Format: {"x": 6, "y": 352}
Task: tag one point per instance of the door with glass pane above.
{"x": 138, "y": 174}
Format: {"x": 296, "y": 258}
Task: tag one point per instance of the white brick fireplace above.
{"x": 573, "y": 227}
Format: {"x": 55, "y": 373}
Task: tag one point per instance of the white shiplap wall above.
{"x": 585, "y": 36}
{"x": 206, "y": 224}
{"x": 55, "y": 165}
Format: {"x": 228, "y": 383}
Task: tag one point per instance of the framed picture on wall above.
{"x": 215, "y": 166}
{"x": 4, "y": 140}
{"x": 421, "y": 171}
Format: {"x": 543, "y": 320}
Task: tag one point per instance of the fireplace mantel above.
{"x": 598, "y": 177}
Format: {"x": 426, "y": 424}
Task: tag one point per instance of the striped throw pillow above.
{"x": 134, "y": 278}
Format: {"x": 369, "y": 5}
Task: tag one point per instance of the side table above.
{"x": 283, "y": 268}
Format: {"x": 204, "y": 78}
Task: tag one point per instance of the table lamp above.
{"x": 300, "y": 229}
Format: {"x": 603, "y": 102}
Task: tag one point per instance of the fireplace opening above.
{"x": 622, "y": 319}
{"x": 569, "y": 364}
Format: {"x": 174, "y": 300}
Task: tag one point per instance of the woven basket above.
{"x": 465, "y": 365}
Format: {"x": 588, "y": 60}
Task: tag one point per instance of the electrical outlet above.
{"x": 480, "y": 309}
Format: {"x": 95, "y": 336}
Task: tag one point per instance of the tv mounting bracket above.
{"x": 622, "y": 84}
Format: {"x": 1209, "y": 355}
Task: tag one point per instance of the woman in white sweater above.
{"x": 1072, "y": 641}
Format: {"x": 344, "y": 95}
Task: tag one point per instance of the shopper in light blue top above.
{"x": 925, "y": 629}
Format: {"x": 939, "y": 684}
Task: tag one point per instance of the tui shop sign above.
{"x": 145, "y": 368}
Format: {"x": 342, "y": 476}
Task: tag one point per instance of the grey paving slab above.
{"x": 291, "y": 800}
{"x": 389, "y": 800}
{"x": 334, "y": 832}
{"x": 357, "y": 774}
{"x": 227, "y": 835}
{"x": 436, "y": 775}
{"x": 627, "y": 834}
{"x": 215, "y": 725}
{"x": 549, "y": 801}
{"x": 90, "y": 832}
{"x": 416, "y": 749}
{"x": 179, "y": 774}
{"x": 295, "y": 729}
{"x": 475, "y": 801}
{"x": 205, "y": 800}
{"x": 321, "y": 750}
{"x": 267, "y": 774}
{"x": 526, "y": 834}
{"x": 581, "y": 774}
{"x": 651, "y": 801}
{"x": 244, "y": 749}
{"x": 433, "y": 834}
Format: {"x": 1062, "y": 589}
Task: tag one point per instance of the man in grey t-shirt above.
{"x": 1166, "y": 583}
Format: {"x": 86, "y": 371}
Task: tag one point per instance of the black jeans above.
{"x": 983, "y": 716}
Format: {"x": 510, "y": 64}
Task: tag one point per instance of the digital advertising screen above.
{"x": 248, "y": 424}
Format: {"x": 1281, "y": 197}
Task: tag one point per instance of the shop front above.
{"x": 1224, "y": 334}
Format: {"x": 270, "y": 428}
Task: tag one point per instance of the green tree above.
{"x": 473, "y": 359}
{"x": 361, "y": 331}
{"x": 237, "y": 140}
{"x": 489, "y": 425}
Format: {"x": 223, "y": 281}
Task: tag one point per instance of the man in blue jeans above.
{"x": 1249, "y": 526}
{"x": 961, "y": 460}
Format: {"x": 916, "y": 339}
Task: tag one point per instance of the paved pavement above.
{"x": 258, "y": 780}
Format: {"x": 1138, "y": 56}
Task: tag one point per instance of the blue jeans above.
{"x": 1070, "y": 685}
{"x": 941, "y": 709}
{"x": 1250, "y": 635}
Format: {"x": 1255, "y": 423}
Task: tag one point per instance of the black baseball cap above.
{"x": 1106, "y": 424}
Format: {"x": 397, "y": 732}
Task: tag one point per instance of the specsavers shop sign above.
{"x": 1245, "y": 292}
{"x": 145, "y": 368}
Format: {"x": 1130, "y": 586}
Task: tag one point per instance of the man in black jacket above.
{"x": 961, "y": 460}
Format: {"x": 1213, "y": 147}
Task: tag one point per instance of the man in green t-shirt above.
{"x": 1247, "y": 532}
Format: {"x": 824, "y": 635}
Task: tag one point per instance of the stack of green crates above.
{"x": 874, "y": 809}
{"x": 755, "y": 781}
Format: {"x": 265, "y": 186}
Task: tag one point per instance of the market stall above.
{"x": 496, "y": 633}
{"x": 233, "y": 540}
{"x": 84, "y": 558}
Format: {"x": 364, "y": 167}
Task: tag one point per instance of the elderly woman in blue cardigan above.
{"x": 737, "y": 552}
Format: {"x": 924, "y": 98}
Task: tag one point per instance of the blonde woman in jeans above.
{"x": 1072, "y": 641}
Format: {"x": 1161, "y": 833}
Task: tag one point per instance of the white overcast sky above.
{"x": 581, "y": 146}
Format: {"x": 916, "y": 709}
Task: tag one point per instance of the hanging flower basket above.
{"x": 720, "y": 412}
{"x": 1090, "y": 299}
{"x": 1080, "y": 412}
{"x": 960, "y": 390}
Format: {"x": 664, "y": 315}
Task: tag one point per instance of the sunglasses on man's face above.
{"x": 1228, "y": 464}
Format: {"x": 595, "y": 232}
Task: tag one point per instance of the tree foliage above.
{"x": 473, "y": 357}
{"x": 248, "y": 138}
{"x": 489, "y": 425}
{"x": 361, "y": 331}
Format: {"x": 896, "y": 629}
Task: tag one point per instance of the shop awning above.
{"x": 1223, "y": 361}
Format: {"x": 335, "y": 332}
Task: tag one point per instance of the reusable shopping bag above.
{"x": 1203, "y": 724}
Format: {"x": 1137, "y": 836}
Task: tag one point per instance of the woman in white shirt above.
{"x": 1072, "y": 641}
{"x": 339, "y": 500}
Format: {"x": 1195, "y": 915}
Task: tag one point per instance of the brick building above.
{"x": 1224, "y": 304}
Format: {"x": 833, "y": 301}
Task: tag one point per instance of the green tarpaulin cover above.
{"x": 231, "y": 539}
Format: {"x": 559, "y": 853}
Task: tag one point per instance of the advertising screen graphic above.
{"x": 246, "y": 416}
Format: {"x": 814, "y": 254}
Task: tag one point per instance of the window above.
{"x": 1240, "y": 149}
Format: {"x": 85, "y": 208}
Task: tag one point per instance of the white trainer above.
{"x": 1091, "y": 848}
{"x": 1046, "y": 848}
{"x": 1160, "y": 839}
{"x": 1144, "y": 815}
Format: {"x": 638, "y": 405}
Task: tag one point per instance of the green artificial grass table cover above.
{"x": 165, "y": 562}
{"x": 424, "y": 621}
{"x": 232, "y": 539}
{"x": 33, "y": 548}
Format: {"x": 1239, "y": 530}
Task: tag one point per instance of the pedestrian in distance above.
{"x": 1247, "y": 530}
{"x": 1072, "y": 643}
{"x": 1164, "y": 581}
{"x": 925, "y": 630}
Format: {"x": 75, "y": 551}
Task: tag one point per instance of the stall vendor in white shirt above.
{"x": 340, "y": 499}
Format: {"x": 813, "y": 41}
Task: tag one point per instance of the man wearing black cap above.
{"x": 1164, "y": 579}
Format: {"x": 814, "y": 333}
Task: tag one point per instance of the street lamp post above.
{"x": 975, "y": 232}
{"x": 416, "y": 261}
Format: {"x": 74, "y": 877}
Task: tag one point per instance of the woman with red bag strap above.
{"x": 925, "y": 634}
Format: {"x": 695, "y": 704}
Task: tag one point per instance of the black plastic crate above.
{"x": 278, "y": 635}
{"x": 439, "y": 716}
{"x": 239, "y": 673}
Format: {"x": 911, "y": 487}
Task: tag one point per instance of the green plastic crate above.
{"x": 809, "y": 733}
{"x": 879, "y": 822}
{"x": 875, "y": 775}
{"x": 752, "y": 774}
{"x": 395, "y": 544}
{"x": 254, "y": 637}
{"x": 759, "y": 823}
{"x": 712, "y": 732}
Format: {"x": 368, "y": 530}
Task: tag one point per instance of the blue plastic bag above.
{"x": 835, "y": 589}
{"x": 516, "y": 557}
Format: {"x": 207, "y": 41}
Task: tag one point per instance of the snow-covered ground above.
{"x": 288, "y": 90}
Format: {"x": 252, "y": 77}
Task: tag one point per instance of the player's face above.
....
▸ **What is asked**
Count the lines of the data above that contain the string "fireplace", with case counting, and reply with only the number.

▸ **Output**
3